Problem to solve
State only the number of lines below where the word "gray" is found.

Record set
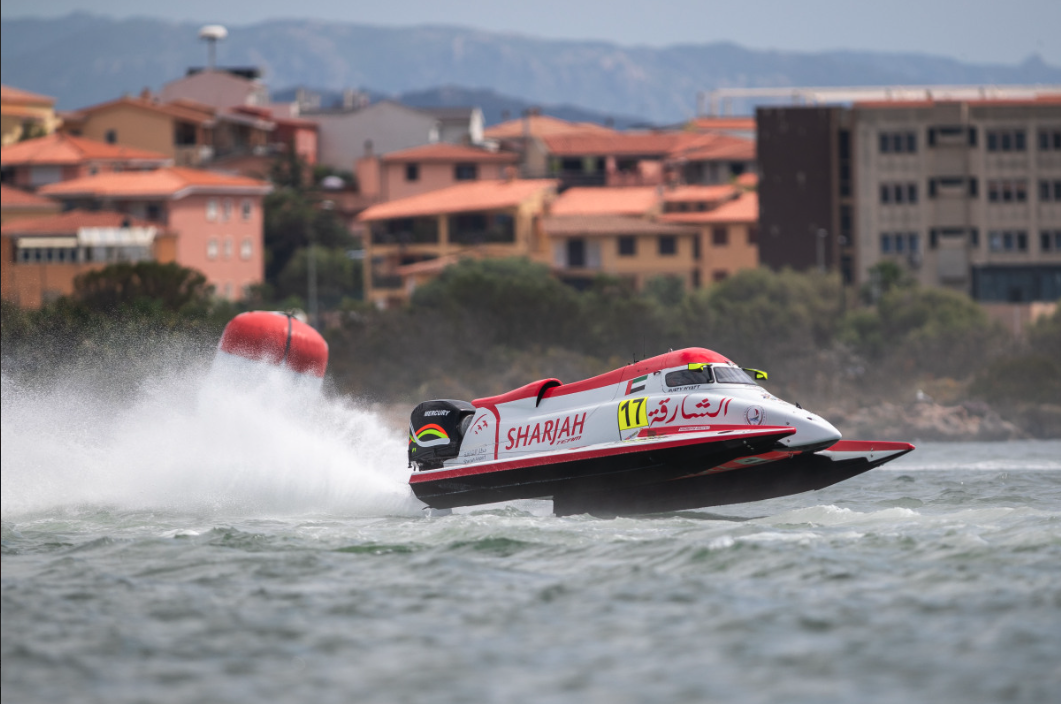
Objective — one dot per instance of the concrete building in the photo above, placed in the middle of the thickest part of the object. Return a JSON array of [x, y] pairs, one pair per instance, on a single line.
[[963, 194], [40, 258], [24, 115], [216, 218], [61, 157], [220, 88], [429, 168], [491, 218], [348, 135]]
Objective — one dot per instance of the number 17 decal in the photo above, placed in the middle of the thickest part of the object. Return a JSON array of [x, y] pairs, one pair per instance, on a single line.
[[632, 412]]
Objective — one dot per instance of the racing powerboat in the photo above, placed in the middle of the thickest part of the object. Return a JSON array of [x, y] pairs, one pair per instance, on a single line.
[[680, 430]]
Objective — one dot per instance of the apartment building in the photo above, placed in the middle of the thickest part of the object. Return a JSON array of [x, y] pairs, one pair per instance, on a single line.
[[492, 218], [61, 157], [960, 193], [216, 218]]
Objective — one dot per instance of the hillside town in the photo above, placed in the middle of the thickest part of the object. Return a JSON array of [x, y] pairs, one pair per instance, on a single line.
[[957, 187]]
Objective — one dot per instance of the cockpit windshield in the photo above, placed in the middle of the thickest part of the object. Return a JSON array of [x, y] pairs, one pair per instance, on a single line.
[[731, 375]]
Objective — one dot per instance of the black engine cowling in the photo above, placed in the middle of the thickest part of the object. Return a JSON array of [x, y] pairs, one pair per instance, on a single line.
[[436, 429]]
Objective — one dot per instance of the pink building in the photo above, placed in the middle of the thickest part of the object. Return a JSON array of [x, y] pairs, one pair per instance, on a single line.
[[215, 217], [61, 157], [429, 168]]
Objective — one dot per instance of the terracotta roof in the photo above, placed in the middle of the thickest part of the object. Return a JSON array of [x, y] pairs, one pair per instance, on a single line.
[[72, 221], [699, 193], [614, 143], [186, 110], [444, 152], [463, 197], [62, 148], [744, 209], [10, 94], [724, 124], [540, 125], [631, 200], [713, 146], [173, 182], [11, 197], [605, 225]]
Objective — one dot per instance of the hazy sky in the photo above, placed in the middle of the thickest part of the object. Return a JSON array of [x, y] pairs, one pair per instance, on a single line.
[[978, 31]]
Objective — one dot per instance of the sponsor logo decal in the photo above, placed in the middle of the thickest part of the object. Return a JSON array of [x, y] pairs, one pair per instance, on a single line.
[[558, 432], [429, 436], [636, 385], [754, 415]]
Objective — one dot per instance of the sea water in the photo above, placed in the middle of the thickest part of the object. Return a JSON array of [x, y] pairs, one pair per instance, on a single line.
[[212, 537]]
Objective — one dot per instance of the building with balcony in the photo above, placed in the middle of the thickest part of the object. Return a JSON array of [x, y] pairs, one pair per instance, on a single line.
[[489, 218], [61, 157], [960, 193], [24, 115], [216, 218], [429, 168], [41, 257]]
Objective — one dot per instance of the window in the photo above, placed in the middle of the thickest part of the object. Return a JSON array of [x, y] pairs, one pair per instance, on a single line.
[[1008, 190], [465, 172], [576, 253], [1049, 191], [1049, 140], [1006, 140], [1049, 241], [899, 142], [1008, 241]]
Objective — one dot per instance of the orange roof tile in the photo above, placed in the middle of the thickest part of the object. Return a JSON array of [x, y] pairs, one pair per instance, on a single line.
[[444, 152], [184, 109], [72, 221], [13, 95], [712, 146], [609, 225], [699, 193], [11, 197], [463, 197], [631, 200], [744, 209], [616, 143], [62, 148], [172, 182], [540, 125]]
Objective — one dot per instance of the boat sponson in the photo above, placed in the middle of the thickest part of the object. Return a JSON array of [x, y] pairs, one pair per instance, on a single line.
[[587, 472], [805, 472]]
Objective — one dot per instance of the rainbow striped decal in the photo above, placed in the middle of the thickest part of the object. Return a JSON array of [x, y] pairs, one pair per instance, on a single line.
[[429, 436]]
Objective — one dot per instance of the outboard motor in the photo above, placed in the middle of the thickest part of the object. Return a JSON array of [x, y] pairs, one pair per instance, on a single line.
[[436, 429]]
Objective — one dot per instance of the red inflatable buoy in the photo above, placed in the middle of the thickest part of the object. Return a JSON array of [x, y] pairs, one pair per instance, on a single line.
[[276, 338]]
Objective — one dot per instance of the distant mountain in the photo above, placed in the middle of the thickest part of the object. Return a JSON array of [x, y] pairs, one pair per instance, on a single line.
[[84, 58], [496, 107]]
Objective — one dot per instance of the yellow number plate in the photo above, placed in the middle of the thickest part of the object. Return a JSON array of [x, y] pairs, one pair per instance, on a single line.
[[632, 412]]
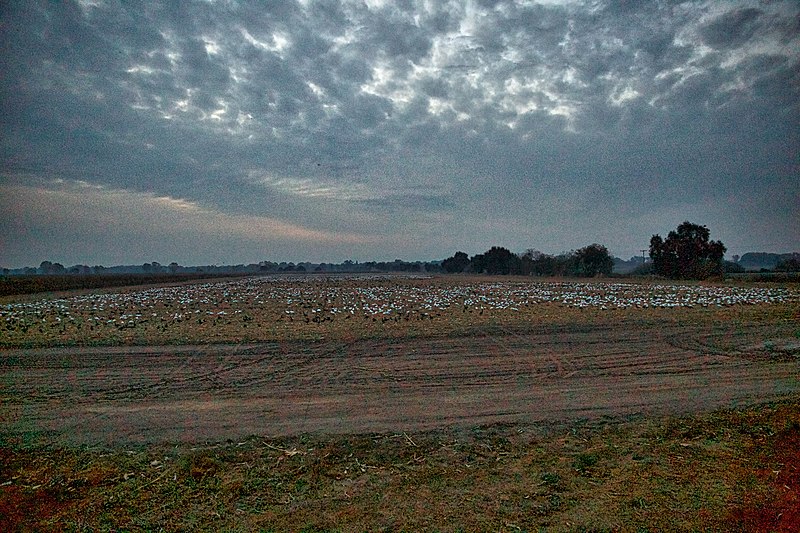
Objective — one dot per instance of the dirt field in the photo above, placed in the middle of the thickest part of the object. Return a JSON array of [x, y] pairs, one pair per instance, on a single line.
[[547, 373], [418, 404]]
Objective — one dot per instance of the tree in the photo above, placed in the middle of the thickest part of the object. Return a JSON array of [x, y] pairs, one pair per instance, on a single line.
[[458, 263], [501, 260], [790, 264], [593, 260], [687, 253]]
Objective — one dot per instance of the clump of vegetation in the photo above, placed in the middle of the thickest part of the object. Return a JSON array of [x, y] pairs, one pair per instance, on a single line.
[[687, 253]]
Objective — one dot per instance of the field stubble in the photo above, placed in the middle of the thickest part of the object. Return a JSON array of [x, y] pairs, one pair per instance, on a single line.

* * *

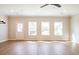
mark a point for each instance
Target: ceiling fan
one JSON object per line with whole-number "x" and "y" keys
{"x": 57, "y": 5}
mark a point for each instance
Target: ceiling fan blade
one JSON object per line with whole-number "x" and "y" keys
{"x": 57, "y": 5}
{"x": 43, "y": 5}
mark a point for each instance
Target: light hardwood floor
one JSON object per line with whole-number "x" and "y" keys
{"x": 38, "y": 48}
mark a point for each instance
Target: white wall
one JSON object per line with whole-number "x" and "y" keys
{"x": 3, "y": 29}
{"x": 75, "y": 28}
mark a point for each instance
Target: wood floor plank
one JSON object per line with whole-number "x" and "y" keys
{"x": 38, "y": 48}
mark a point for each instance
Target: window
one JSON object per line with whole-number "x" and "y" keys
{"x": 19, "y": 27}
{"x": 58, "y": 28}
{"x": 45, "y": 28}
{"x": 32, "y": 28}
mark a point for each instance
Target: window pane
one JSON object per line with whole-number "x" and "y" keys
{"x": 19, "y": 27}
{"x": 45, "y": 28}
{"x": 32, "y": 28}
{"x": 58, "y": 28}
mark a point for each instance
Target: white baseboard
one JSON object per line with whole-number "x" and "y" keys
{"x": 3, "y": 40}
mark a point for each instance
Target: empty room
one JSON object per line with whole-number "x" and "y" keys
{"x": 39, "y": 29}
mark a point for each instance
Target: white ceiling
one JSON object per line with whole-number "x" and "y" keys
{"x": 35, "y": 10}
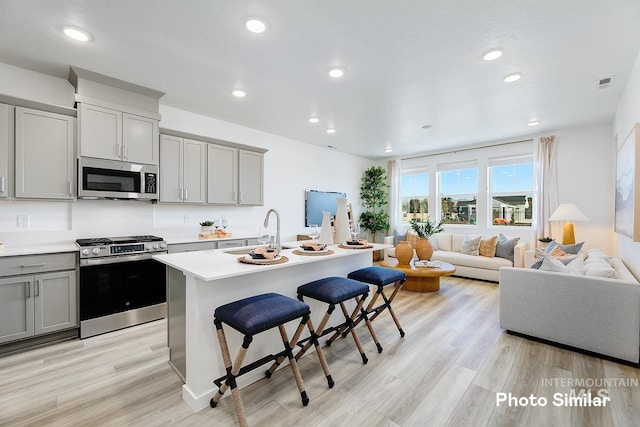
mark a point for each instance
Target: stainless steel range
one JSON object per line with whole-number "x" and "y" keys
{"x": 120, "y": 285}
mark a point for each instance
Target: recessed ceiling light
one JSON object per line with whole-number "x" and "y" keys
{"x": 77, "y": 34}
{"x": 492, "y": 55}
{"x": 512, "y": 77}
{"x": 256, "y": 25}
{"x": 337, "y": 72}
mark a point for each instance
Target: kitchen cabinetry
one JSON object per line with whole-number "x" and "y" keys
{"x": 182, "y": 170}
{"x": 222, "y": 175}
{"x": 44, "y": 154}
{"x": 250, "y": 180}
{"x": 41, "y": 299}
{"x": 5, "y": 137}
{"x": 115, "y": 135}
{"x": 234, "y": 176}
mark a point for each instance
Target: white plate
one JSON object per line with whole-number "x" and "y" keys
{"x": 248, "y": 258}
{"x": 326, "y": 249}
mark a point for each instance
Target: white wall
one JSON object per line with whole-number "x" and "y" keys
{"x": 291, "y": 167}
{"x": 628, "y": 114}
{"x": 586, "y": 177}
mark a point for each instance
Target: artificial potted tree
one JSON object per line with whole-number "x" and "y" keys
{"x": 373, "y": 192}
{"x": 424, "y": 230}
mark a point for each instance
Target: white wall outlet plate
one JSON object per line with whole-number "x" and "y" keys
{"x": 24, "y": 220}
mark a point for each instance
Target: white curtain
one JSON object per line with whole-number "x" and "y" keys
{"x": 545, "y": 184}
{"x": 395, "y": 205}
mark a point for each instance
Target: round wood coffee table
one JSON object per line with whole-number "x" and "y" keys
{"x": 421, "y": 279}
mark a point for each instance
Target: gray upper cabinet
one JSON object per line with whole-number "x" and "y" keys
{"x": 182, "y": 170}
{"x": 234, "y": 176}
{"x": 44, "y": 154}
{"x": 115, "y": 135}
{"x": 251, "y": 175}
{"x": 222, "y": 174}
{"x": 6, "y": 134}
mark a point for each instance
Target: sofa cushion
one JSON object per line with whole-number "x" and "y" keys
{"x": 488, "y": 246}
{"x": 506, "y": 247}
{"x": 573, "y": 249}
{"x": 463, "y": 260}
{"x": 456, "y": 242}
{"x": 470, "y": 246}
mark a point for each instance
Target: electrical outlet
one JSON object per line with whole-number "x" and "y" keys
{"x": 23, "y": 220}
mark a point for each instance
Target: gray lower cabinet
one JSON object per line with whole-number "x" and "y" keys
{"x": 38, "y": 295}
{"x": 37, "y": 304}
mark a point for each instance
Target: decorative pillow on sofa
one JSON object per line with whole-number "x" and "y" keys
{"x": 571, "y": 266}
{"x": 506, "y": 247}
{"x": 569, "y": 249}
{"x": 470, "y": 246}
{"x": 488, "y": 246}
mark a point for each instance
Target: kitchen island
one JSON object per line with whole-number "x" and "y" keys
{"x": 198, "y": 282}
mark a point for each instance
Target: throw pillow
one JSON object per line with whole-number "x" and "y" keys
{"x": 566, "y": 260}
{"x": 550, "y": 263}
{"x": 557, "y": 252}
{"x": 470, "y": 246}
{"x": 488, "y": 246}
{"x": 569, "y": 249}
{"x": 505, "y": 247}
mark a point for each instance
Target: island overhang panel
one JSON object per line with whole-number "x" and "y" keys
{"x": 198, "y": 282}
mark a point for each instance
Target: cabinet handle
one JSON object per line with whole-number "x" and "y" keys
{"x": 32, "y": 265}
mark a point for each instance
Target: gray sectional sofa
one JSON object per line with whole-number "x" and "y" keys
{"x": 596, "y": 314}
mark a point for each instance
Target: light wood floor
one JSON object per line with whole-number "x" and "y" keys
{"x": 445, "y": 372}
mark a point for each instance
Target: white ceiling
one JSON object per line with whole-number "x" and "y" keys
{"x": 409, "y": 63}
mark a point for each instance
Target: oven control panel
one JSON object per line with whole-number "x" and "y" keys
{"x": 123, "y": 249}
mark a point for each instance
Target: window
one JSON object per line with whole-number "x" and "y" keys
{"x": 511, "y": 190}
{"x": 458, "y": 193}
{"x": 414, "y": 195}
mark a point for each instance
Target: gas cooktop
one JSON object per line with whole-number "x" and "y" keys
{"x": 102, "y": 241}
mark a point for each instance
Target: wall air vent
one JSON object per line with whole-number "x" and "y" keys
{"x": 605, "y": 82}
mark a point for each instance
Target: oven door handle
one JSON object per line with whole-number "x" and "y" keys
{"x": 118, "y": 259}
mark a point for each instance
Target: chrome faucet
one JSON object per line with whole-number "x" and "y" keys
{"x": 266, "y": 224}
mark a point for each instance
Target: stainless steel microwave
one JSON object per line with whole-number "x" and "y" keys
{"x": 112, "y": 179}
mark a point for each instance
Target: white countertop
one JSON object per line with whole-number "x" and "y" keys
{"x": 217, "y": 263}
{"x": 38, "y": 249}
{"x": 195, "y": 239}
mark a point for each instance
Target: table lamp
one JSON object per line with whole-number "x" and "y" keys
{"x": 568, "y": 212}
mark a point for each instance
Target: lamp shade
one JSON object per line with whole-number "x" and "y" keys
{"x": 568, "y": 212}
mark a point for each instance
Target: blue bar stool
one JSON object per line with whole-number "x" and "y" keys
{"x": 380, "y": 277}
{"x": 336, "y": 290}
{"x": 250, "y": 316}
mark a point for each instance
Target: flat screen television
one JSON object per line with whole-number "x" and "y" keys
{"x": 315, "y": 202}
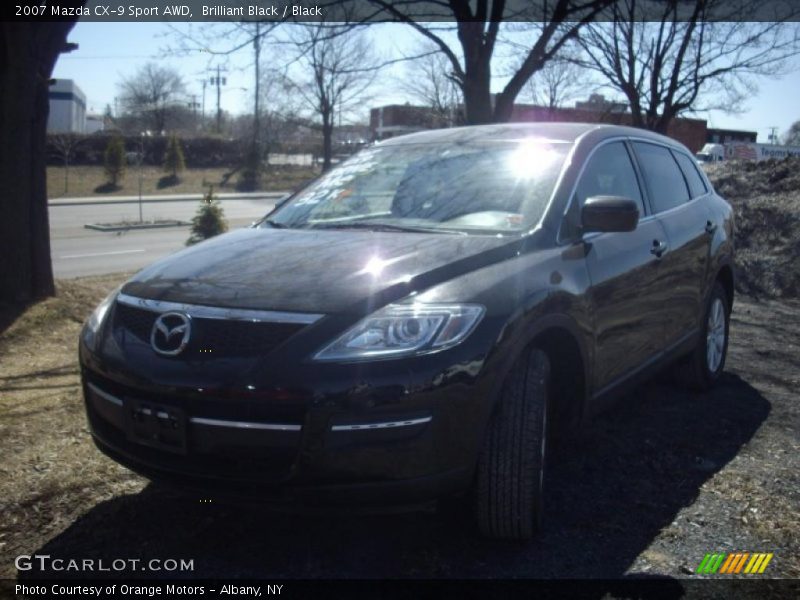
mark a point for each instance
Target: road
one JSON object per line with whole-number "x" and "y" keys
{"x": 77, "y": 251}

Answer box
3